■ GIVEN INSTRUCTION:
Copy every one of the records below word for word, and leave the pictures out of your copy.

■ RECORDS SUPPLIED:

* * * * * * * * *

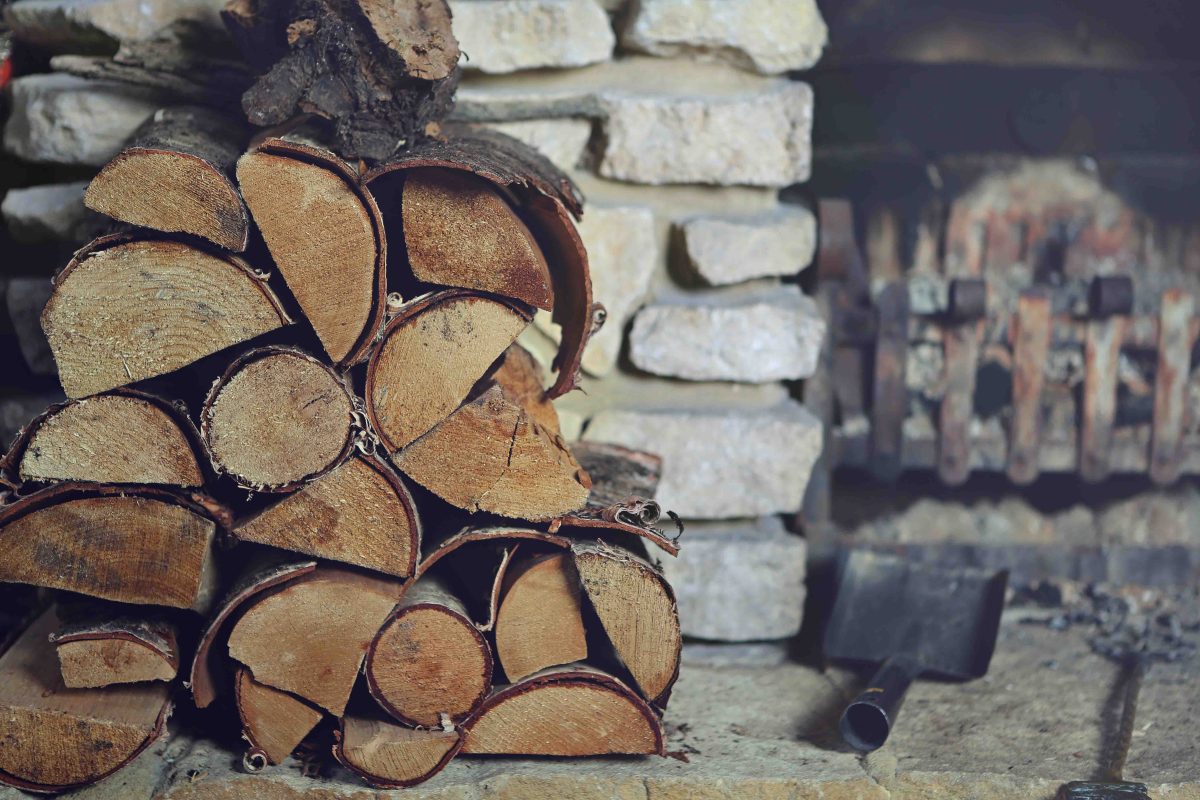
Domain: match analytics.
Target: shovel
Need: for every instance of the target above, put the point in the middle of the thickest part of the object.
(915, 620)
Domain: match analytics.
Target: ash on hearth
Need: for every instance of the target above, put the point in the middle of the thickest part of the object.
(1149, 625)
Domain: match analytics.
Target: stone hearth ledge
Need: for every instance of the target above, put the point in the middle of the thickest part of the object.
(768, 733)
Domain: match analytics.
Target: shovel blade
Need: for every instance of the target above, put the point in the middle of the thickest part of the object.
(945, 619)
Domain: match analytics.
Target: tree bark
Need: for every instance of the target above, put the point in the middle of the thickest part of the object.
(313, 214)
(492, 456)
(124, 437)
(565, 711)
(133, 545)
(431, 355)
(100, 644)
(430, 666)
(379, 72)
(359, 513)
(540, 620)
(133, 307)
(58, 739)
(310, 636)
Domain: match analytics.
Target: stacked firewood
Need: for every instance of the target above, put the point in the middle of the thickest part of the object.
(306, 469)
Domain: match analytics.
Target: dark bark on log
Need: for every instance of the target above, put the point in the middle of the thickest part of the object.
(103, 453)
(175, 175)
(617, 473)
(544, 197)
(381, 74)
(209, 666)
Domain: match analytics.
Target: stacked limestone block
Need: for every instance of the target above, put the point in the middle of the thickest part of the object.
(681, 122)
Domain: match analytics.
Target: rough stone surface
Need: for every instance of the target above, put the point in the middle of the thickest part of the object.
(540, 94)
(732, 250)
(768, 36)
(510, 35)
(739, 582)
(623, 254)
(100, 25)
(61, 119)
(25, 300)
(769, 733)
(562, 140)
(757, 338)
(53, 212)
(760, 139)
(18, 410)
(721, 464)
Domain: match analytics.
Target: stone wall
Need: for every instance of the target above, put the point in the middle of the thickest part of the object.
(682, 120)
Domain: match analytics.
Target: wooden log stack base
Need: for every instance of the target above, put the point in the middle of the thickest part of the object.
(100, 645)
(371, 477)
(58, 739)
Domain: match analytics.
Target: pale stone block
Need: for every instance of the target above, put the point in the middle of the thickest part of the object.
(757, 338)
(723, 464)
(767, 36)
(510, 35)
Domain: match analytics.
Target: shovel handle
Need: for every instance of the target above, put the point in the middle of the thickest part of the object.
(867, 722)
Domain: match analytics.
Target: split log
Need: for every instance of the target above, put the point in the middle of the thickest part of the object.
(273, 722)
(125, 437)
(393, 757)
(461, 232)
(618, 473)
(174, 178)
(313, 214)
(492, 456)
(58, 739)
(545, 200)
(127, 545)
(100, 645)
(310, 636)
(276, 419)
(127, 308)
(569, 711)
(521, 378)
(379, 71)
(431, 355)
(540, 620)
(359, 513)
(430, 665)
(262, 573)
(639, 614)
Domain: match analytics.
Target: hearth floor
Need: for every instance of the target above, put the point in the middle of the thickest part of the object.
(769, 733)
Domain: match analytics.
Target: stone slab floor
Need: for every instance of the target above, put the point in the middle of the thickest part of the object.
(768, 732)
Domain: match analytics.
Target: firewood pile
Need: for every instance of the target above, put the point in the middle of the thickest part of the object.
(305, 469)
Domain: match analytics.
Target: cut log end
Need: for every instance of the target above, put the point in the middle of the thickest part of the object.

* * * * * * * * *

■ PROBLEM SOLUTION:
Domain: match analytics.
Target: shovel
Need: for every instance of the target above, put the point in the middle of the thickest part of the object.
(915, 620)
Domain: match analytics.
Target: ash on hearth
Need: for every instance of the target above, put the point in the middle of the thickest part of the object.
(1149, 625)
Domain: match analytics.
Target: stone hearth ledge
Need: for every instance of the target above, put the point in the middle of the thickest part of the object.
(768, 733)
Domain: match analytics.
Target: shovel blade
Need: for every instance of the target above, put the point in the middle of the thickest part of the object.
(945, 619)
Domain: match analytics.
Target: tree bark
Need: for every instance of the target above, put the point in the middle of the thickest part of the object.
(313, 214)
(492, 456)
(124, 437)
(565, 711)
(133, 545)
(431, 355)
(100, 644)
(430, 666)
(379, 72)
(359, 513)
(540, 620)
(133, 307)
(58, 739)
(310, 636)
Domain: match analytics.
Target: stacked firewood
Need: for every instance of the target above, put the point in the middle of the thickest part of the object.
(306, 469)
Domain: match analytics.
Target: dark bark on log
Need: for every instance of the target above, put the point in the middle of the thickest part of the object.
(103, 453)
(175, 175)
(617, 473)
(544, 197)
(381, 74)
(209, 666)
Domain: match analytics.
Target: stacked limestone block
Need: for every instance of the target above, put the point in the middle of the thickest part of the object.
(681, 122)
Domain: match analytics.
Target: rough stone surface
Need: for every instance of the target above, put the point in the middle of the thickest part of the object.
(540, 94)
(732, 250)
(768, 36)
(510, 35)
(739, 582)
(623, 254)
(100, 25)
(61, 119)
(25, 300)
(769, 733)
(562, 140)
(757, 338)
(53, 212)
(760, 139)
(18, 410)
(721, 464)
Domain: match analytics.
Target: stone wall
Need: for every instance of the target above, put the point in the middle of the thickest part of the object.
(682, 120)
Domain: match analytics.
Target: wooden log stack base
Need: for every instance of the target above, put the point in the middle of the thickest part of the object.
(100, 645)
(371, 477)
(58, 739)
Domain: match analytics.
Target: pale stone block
Need: for every instance of the target above, put the point in the middle of the thickest part of the object.
(757, 338)
(723, 464)
(767, 36)
(510, 35)
Domain: match analytics.
Target: shovel handle
Need: for every instance of the target above, put the point in the middle of the thickest part of the object.
(867, 722)
Domain: match analytics.
Target: split log
Need: for every instance of the target above, put the point in the middle of the thickest part of the object.
(273, 722)
(125, 437)
(393, 757)
(461, 232)
(618, 473)
(174, 178)
(313, 214)
(492, 456)
(58, 739)
(545, 200)
(127, 545)
(100, 645)
(310, 636)
(276, 419)
(127, 308)
(569, 711)
(521, 378)
(379, 71)
(431, 355)
(540, 620)
(359, 513)
(430, 665)
(262, 573)
(639, 614)
Domain: match analytics.
Target: hearth floor
Need: for every instance of the target above, put the point in the middle of the thickest part of the object.
(769, 733)
Domain: match analytics.
Target: stone slab floor
Need: for every instance of the target above, put the point in the middle of the thickest part of the object.
(768, 732)
Domain: match analytics.
Target: firewood pile
Need: for every instance of the target above, put the point in the middle of the thickest part of the object.
(305, 469)
Domain: match analytics.
Target: cut log end
Need: for every instance of the target above, put the point in the middle of the thickest part of the object.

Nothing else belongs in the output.